▶ **Brano da esaminare**:
Questo particolare apparato usato nella medicina iperbarica, che fu inventato agli inizi del Novecento dal palombaro Alberto Gianni, permette di sottoporre l’organismo a una pressione superiore a quella atmosferica, ricreando la condizione che si sperimenta sott’acqua.

Gli effetti dell’immersione sul corpo umano

La decompressione in camera iperbarica viene usata per il trattamento di due patologie tra le più diffuse tra chi pratica immersioni, cioè la malattia da decompressione e l’embolia gassosa arteriosa. Queste due patologie, che riguardano tipologie di immersione praticamente opposte, hanno essenzialmente la stessa causa: la variazione della pressione cui sono sottoposti i gas naturalmente presenti all’interno del corpo umano.

La pressione provoca delle trasformazioni importanti a carico dell’orecchio medio, della circolazione sanguigna e della respirazione: si parla non a caso di eventi barotraumatici, ovvero provocati dalle modifiche della pressione esterna.

Secondo la legge di Boyle-Mariotte, “il volume di una certa quantità di gas varia in modo inversamente proporzionale alla pressione a cui viene sottoposto”: ciò significa che scendendo in profondità il volume dei gas presenti nel corpo e nell’attrezzatura si comprime gradualmente, mentre tornando verso la superficie aumenta.

Ciò vale per tutti i gas presenti nel sangue (ossigeno, azoto, anidride carbonica), ma è soprattutto l’azoto a costituire un pericolo per i sub: questo gas infatti è inerte, e viene immagazzinato nei tessuti così com’è, senza essere trasformato dalla respirazione.

▶ **Cosa farai**:
Rispondi alle domande sul brano dedicato alla camera iperbarica:
(a) Chi inventò l'apparato e in quale periodo?
(b) Quali due patologie si trattano con la decompressione in camera iperbarica?
(c) Quale gas presente nel sangue rappresenta soprattutto un pericolo per i sub?

▶ **Materiale fornito**:

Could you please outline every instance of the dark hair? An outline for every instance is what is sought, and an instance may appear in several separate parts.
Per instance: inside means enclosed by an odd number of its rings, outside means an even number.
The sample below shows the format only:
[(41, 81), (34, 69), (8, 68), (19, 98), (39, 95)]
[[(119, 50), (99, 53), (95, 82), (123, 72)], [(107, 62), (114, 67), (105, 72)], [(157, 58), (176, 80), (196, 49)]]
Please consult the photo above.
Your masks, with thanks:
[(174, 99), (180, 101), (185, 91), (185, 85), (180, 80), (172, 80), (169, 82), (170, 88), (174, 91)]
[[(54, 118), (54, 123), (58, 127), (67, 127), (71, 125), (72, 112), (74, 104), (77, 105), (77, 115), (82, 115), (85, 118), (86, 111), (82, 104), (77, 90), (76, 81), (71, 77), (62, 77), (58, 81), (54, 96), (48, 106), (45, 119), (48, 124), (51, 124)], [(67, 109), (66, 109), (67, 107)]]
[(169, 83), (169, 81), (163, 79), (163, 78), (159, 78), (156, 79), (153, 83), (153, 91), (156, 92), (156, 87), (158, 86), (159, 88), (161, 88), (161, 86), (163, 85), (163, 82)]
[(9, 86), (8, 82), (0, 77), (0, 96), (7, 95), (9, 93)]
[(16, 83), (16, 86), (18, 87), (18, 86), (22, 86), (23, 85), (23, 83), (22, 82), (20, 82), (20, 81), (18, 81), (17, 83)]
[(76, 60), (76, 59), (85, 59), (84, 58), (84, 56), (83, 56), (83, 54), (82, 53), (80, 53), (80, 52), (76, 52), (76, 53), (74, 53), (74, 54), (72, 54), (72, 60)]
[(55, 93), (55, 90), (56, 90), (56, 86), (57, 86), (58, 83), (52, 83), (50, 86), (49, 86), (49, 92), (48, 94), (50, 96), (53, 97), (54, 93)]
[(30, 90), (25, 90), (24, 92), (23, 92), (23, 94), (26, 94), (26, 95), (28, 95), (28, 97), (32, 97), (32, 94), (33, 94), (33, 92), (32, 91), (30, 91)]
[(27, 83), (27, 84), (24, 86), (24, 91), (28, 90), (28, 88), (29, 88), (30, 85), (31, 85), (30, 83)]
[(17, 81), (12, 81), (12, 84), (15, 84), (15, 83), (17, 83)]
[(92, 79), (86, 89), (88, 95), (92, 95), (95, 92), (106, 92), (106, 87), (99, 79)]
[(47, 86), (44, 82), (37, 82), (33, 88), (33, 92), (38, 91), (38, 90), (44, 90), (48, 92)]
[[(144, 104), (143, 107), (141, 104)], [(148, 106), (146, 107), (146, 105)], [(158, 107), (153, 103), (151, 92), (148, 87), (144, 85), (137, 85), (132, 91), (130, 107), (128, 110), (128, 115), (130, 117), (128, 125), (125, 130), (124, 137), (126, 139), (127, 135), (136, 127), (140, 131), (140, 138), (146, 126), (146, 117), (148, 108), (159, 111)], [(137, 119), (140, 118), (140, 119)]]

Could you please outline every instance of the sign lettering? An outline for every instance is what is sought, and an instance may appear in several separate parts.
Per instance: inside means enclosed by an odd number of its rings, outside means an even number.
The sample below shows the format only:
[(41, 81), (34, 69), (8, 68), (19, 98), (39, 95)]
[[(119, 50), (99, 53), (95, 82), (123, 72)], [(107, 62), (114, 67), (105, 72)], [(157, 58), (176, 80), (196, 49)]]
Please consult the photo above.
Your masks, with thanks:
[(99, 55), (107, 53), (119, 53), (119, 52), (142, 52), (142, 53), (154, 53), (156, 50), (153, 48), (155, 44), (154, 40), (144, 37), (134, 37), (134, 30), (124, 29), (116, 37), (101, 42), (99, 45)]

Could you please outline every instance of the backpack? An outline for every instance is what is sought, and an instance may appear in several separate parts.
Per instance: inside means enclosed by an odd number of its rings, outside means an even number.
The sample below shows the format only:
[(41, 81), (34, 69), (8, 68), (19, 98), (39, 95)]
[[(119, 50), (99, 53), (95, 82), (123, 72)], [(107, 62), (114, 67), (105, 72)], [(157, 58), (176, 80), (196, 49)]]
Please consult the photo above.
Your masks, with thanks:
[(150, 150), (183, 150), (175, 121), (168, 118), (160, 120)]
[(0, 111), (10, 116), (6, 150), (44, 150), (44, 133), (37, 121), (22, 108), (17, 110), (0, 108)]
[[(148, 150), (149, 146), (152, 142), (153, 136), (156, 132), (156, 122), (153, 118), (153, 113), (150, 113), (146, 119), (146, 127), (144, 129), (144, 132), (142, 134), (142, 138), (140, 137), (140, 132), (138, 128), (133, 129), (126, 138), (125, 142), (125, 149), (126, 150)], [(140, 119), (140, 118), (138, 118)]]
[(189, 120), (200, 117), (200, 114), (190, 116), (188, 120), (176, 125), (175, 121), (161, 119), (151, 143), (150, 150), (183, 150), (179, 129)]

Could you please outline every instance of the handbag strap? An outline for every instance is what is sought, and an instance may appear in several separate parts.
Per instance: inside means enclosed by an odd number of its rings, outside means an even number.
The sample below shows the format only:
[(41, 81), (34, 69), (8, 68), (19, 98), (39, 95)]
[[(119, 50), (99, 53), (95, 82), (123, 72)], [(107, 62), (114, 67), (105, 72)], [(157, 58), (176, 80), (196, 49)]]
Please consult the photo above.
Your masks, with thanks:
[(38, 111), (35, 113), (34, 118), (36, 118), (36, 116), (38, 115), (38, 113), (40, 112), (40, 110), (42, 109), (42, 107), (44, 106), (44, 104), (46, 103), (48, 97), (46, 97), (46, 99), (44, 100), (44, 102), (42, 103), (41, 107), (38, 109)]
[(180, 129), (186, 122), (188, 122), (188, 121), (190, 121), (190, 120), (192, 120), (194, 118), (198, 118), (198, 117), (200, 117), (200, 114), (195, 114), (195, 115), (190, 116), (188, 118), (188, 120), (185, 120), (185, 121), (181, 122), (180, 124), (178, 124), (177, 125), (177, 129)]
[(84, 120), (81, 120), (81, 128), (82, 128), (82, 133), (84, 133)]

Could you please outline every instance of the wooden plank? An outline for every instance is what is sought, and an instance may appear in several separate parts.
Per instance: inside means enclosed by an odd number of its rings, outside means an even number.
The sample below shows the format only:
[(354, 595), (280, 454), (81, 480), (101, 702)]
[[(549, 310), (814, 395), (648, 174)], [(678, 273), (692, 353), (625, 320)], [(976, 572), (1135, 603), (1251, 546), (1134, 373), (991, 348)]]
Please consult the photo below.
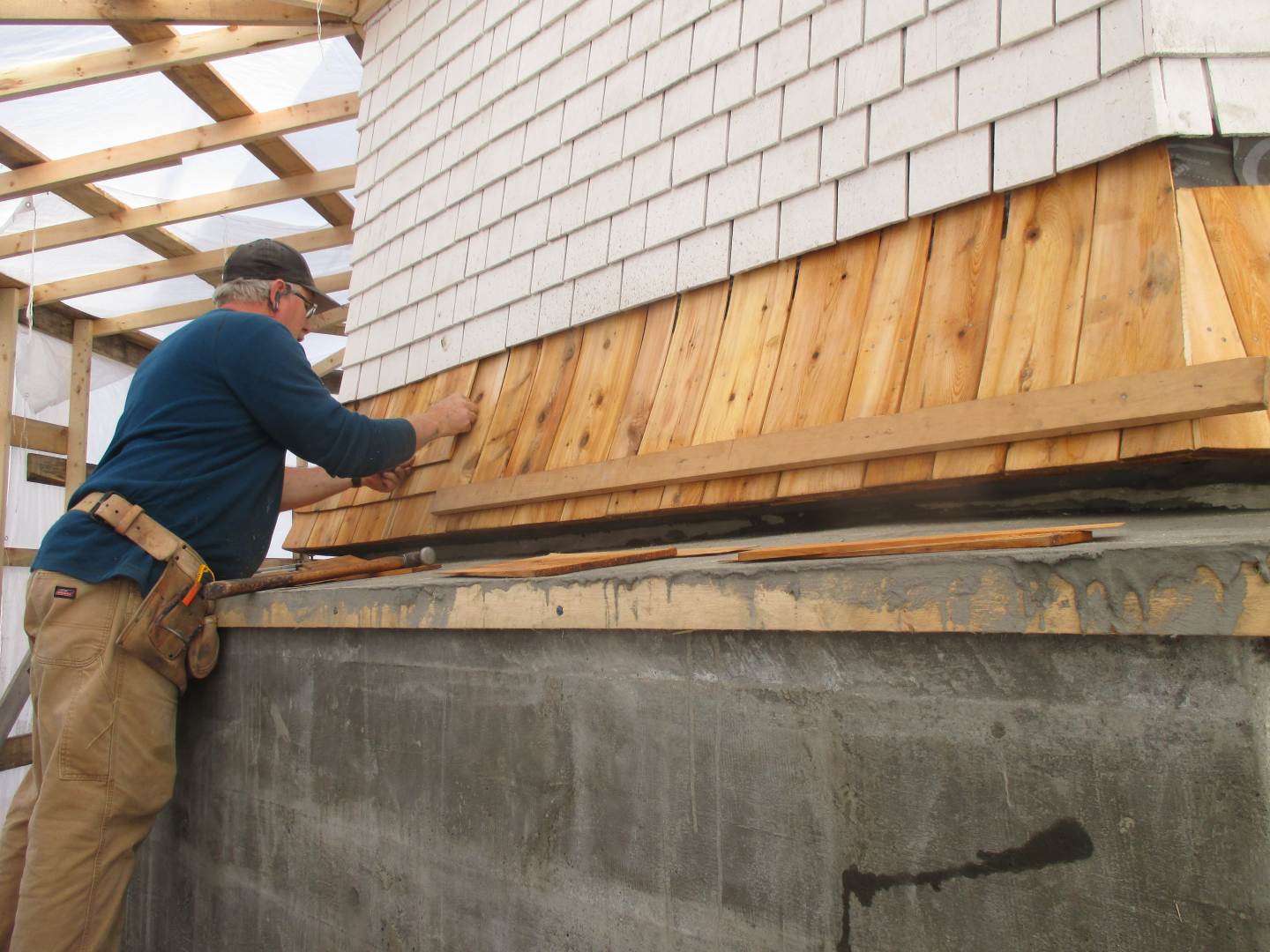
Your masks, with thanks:
[(1193, 192), (1250, 355), (1270, 357), (1270, 185)]
[[(351, 225), (337, 225), (331, 228), (315, 228), (314, 231), (287, 235), (279, 240), (291, 245), (296, 251), (319, 251), (351, 244), (353, 240), (353, 227)], [(179, 278), (204, 270), (220, 270), (231, 251), (234, 251), (232, 248), (217, 248), (212, 251), (199, 251), (192, 255), (182, 255), (180, 258), (168, 258), (161, 261), (133, 264), (108, 272), (95, 272), (79, 278), (65, 278), (47, 284), (37, 284), (32, 293), (34, 294), (36, 303), (48, 303), (50, 301), (62, 301), (69, 297), (95, 294), (100, 291), (149, 284), (155, 281)]]
[[(730, 282), (720, 282), (681, 296), (671, 349), (640, 440), (640, 454), (692, 443), (719, 350), (729, 291)], [(615, 495), (608, 503), (608, 513), (653, 510), (660, 504), (662, 495), (654, 489)]]
[[(323, 36), (345, 36), (352, 30), (352, 24), (331, 24), (323, 28)], [(99, 53), (23, 63), (0, 70), (0, 102), (23, 99), (38, 93), (76, 89), (124, 76), (141, 76), (171, 66), (188, 66), (240, 53), (279, 50), (296, 43), (307, 43), (316, 36), (318, 30), (312, 25), (227, 27), (141, 43), (124, 50), (105, 50)]]
[[(842, 248), (847, 254), (841, 275), (833, 278), (832, 294), (828, 296), (828, 301), (833, 303), (827, 303), (827, 326), (817, 344), (820, 359), (808, 368), (803, 380), (803, 405), (796, 424), (800, 428), (842, 420), (851, 393), (856, 357), (860, 352), (878, 268), (880, 236), (875, 234), (859, 237)], [(799, 293), (803, 288), (804, 282), (800, 277)], [(782, 498), (808, 495), (832, 486), (832, 471), (795, 470), (781, 473), (776, 495)]]
[(122, 146), (99, 149), (67, 159), (53, 159), (0, 173), (0, 198), (18, 198), (94, 179), (127, 175), (179, 161), (187, 155), (244, 145), (258, 138), (328, 126), (356, 117), (357, 95), (348, 93)]
[[(1091, 166), (1011, 194), (979, 397), (1072, 382), (1096, 183)], [(1041, 440), (952, 451), (944, 456), (940, 476), (1001, 472), (1007, 458), (1011, 468), (1054, 465), (1052, 447)]]
[[(1071, 546), (1077, 542), (1090, 542), (1092, 532), (1041, 532), (1020, 533), (999, 538), (964, 538), (964, 539), (876, 539), (869, 543), (860, 543), (860, 548), (833, 548), (819, 546), (823, 551), (812, 553), (792, 553), (786, 550), (754, 548), (737, 556), (738, 561), (766, 562), (786, 559), (865, 559), (867, 556), (888, 555), (919, 555), (926, 552), (966, 552), (984, 548), (1048, 548), (1050, 546)], [(852, 546), (855, 543), (842, 543)], [(794, 547), (789, 547), (794, 548)]]
[(18, 734), (5, 737), (0, 746), (0, 770), (13, 770), (18, 767), (30, 767), (30, 735)]
[[(1003, 197), (991, 195), (936, 216), (900, 411), (974, 399), (997, 283), (1003, 212)], [(930, 454), (872, 462), (865, 485), (939, 477), (937, 462)]]
[(960, 449), (1266, 407), (1267, 359), (1156, 371), (447, 487), (438, 513)]
[[(714, 443), (762, 433), (767, 401), (785, 341), (798, 261), (756, 268), (733, 278), (719, 353), (692, 434), (693, 444)], [(747, 480), (715, 480), (669, 486), (667, 505), (737, 503), (747, 495)]]
[[(342, 188), (352, 188), (357, 168), (342, 165), (338, 169), (295, 175), (287, 179), (262, 182), (257, 185), (240, 185), (225, 192), (216, 192), (194, 198), (180, 198), (171, 202), (157, 202), (138, 208), (121, 208), (116, 212), (99, 215), (81, 221), (50, 225), (38, 228), (34, 235), (36, 248), (47, 251), (52, 248), (65, 248), (81, 241), (124, 235), (141, 228), (192, 221), (211, 215), (225, 215), (246, 208), (258, 208), (274, 202), (288, 202), (309, 198)], [(15, 232), (0, 235), (0, 258), (30, 251), (32, 234)], [(343, 289), (343, 288), (340, 288)]]
[[(1267, 220), (1270, 223), (1270, 220)], [(1195, 192), (1177, 192), (1177, 227), (1182, 242), (1182, 324), (1186, 362), (1191, 364), (1245, 357), (1247, 350), (1222, 287), (1213, 248), (1195, 204)], [(1196, 448), (1252, 449), (1270, 447), (1270, 415), (1234, 414), (1195, 420)]]
[[(444, 400), (451, 393), (462, 393), (466, 397), (471, 396), (472, 383), (476, 381), (476, 367), (478, 360), (469, 360), (467, 363), (458, 364), (457, 367), (451, 367), (447, 371), (442, 371), (437, 374), (437, 382), (432, 391), (431, 404), (436, 404), (439, 400)], [(420, 413), (420, 411), (414, 411)], [(441, 437), (439, 439), (433, 439), (427, 446), (420, 447), (414, 454), (415, 466), (427, 466), (428, 463), (439, 463), (455, 454), (455, 437)]]
[[(334, 0), (333, 6), (342, 6)], [(237, 23), (259, 27), (305, 25), (314, 11), (277, 0), (0, 0), (0, 25), (84, 24), (112, 27), (116, 23), (185, 23), (221, 25)], [(330, 10), (324, 23), (338, 23)]]
[[(13, 378), (17, 359), (18, 292), (0, 288), (0, 539), (5, 538), (9, 513), (9, 449), (14, 443)], [(0, 565), (6, 561), (0, 560)]]
[[(913, 329), (922, 302), (932, 223), (931, 216), (909, 218), (892, 225), (881, 235), (860, 352), (842, 419), (899, 411)], [(864, 485), (865, 466), (818, 466), (805, 472), (814, 473), (822, 491), (839, 493)]]
[[(324, 294), (329, 294), (333, 291), (348, 291), (352, 275), (352, 272), (324, 274), (320, 278), (314, 278), (314, 284), (316, 284), (318, 289)], [(216, 305), (212, 303), (211, 298), (208, 298), (206, 301), (190, 301), (184, 305), (156, 307), (151, 311), (135, 311), (119, 317), (102, 317), (93, 321), (93, 336), (102, 338), (110, 334), (126, 334), (144, 327), (160, 327), (163, 325), (177, 324), (179, 321), (192, 321), (194, 317), (207, 314), (213, 307), (216, 307)], [(347, 307), (337, 307), (330, 311), (324, 311), (314, 317), (310, 326), (314, 329), (315, 334), (330, 334), (331, 330), (328, 327), (328, 322), (337, 321), (342, 324), (347, 314)]]
[[(1076, 382), (1186, 363), (1172, 173), (1165, 145), (1099, 164), (1093, 241)], [(1082, 463), (1190, 449), (1191, 428), (1102, 433), (1069, 451)]]
[[(895, 555), (908, 552), (942, 552), (975, 542), (1012, 542), (1045, 538), (1066, 533), (1093, 533), (1123, 528), (1123, 522), (1081, 526), (1048, 526), (1044, 528), (991, 529), (987, 532), (950, 532), (937, 536), (900, 536), (895, 538), (852, 539), (850, 542), (805, 542), (795, 546), (753, 547), (737, 556), (738, 562), (770, 562), (781, 559), (846, 559), (851, 556)], [(986, 545), (982, 548), (996, 548)]]
[[(89, 463), (85, 468), (85, 479), (91, 476), (94, 470), (97, 470), (97, 466)], [(43, 486), (65, 486), (66, 457), (27, 453), (27, 482), (38, 482)]]
[(88, 479), (88, 402), (93, 374), (93, 322), (75, 321), (71, 341), (70, 419), (66, 426), (66, 504)]
[[(608, 458), (644, 339), (646, 314), (639, 308), (583, 327), (566, 413), (551, 442), (547, 470)], [(559, 501), (519, 506), (512, 524), (559, 522), (563, 510), (564, 503)]]
[[(635, 360), (635, 369), (626, 387), (626, 401), (617, 420), (612, 446), (608, 448), (610, 459), (622, 459), (639, 452), (644, 430), (648, 428), (648, 418), (653, 413), (653, 400), (657, 397), (665, 355), (671, 348), (677, 310), (677, 297), (668, 297), (648, 306), (639, 358)], [(608, 513), (611, 503), (610, 495), (570, 499), (564, 504), (560, 518), (598, 519)]]
[[(525, 409), (528, 406), (530, 395), (533, 388), (533, 377), (537, 373), (538, 362), (542, 359), (542, 341), (531, 340), (512, 348), (507, 358), (507, 371), (503, 374), (503, 387), (498, 392), (490, 414), (489, 426), (485, 430), (485, 439), (476, 458), (476, 466), (471, 471), (470, 482), (484, 482), (497, 480), (507, 475), (508, 461), (512, 456), (512, 447), (521, 433), (521, 421), (525, 419)], [(432, 498), (428, 498), (431, 512)], [(447, 517), (442, 526), (447, 529), (484, 528), (498, 524), (498, 519), (511, 512), (499, 513), (493, 509), (484, 513), (465, 513), (462, 515)]]
[(613, 552), (552, 552), (532, 559), (514, 559), (509, 562), (474, 565), (469, 569), (447, 569), (441, 575), (462, 575), (483, 579), (541, 579), (591, 569), (610, 569), (615, 565), (649, 562), (654, 559), (673, 559), (674, 546), (663, 548), (626, 548)]
[[(3, 293), (0, 288), (0, 293)], [(3, 305), (0, 305), (3, 307)], [(27, 416), (9, 415), (9, 433), (13, 446), (25, 449), (38, 449), (42, 453), (66, 456), (66, 428), (56, 423), (32, 420)]]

▶ **Soluzione esercizio**:
(a) Il palombaro Alberto Gianni, agli inizi del Novecento.
(b) La malattia da decompressione e l'embolia gassosa arteriosa.
(c) L'azoto.